Exercise task | In the passage on training paths and information geometry, repeat the part that opens with "Preliminaries" and ends with "necessary mathematical foundation.", but put "Riemannian geometry" wherever "differential geometry" appears.

Excerpt provided |
== == ==

Over the past couple months I worked on a theoretical framework that training paths are approximately geodesics in Fisher information space1, and that different optimizers' metrics conformally align at large width, causing their paths to coincide. The theory has three main components: (i) all preconditioned gradient descent methods are equivalent to Riemannian gradient flow under different metrics, (ii) stochastic gradient noise concentrates paths near geodesics via large deviations, and (iii) in overparameterized networks, different optimizers' metrics align with the Fisher metric at rate \(O(p^{-1/2})\).
This would explain why neural scaling laws work, why hyperparameter transfer schemes like \(\mu\)P succeed, and why training is robust across optimizer choices. However, this theory doesn't hold empirically (due to problems with misspecified models and short time limits).
Preliminaries
Before diving into the theory, we need some background concepts from differential geometry, information geometry, and stochastic analysis. This section provides the necessary mathematical foundation.
Information Geometry and Statistical Manifolds
Information geometry studies probability distributions as geometric objects. A parametric family of probability distributions \(\{p_\theta(y|x)\}_{\theta \in \Theta}\) forms a statistical manifold, where each point \(\theta \in \Theta\) represents a different distribution. This lets us measure distances between distributions, define geodesics (the "straight lines" of the manifold), and understand how optimization moves through the space of models.
The space of probability distributions has geometric structure that doesn't depend on parameterization. The Fisher information metric captures this structure and provides a way to measure distances and angles.

== == ==

Supplied material |
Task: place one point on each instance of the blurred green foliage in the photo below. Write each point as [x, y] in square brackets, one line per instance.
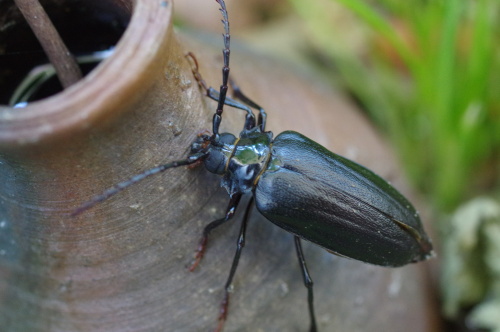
[428, 72]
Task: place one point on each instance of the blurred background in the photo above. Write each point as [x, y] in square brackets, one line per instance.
[428, 75]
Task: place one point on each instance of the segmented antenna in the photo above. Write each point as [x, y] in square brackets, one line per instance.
[225, 71]
[139, 177]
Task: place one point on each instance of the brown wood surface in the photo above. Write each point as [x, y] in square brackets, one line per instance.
[122, 265]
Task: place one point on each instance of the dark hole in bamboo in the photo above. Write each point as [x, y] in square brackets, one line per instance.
[85, 26]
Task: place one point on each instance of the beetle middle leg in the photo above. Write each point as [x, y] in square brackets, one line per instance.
[202, 246]
[224, 306]
[307, 282]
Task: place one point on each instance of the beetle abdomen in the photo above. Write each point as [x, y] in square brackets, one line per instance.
[338, 204]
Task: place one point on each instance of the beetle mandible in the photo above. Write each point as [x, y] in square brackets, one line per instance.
[298, 185]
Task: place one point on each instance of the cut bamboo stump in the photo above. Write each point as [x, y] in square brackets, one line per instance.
[121, 266]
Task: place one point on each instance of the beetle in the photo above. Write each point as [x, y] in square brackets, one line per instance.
[300, 186]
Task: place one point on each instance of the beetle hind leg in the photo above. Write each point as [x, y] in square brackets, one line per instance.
[308, 283]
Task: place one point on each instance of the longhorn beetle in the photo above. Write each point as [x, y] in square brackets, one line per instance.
[298, 185]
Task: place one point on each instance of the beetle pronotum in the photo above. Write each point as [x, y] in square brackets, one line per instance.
[298, 185]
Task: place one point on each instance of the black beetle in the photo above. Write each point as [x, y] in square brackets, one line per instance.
[300, 186]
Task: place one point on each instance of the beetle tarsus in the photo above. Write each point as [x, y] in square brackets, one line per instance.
[307, 282]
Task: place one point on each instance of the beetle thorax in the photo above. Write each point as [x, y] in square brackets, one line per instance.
[249, 157]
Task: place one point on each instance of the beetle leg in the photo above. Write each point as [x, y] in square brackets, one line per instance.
[202, 246]
[224, 306]
[239, 95]
[307, 282]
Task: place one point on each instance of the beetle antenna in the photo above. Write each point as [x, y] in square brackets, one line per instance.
[225, 72]
[139, 177]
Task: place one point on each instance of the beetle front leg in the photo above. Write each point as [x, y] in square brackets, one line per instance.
[307, 282]
[227, 288]
[202, 246]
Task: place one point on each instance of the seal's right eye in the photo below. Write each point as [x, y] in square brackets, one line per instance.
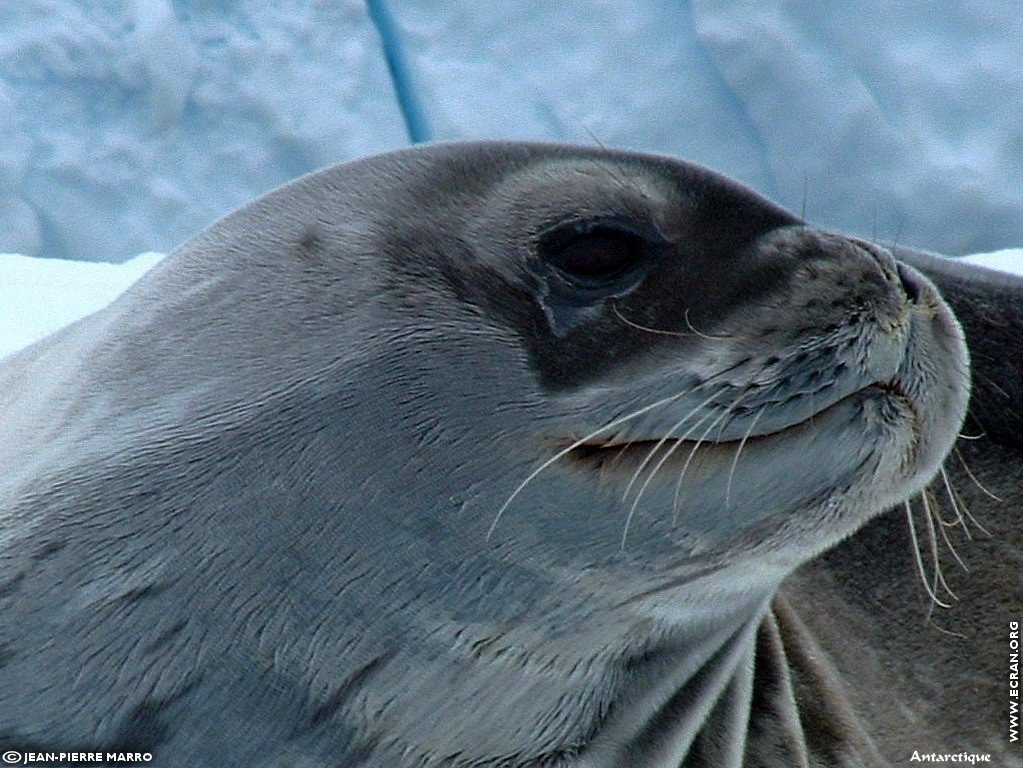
[593, 254]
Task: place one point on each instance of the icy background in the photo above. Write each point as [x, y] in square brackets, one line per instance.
[129, 126]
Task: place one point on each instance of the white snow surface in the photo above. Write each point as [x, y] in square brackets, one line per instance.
[41, 296]
[130, 126]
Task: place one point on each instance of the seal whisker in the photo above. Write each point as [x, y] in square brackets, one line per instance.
[678, 333]
[919, 559]
[662, 441]
[944, 535]
[739, 451]
[667, 455]
[973, 477]
[693, 452]
[961, 506]
[932, 540]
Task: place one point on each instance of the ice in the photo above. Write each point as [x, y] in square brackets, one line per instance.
[130, 126]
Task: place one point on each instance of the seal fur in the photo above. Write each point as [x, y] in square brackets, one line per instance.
[272, 504]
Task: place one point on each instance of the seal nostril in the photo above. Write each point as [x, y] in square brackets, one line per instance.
[910, 284]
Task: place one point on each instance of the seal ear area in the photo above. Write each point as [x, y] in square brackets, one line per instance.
[580, 264]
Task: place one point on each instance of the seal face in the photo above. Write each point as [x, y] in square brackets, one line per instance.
[472, 454]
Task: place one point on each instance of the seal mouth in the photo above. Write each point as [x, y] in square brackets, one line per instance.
[623, 455]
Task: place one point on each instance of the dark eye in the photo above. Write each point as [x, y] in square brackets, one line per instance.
[592, 255]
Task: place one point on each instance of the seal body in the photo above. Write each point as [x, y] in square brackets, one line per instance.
[472, 454]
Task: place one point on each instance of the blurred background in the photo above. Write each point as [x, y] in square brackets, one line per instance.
[127, 127]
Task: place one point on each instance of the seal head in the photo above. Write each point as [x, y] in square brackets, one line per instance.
[471, 454]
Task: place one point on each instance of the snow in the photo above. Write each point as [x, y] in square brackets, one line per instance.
[41, 296]
[1010, 260]
[130, 126]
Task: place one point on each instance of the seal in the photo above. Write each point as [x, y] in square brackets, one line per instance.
[862, 632]
[470, 454]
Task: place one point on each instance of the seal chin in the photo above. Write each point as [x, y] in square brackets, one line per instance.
[853, 416]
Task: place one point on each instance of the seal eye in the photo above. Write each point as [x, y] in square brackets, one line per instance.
[590, 255]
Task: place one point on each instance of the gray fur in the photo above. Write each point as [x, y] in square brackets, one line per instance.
[266, 509]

== == ==

Answer to the exercise |
Preliminaries
Before diving into the theory, we need some background concepts from Riemannian geometry, information geometry, and stochastic analysis. This section provides the necessary mathematical foundation.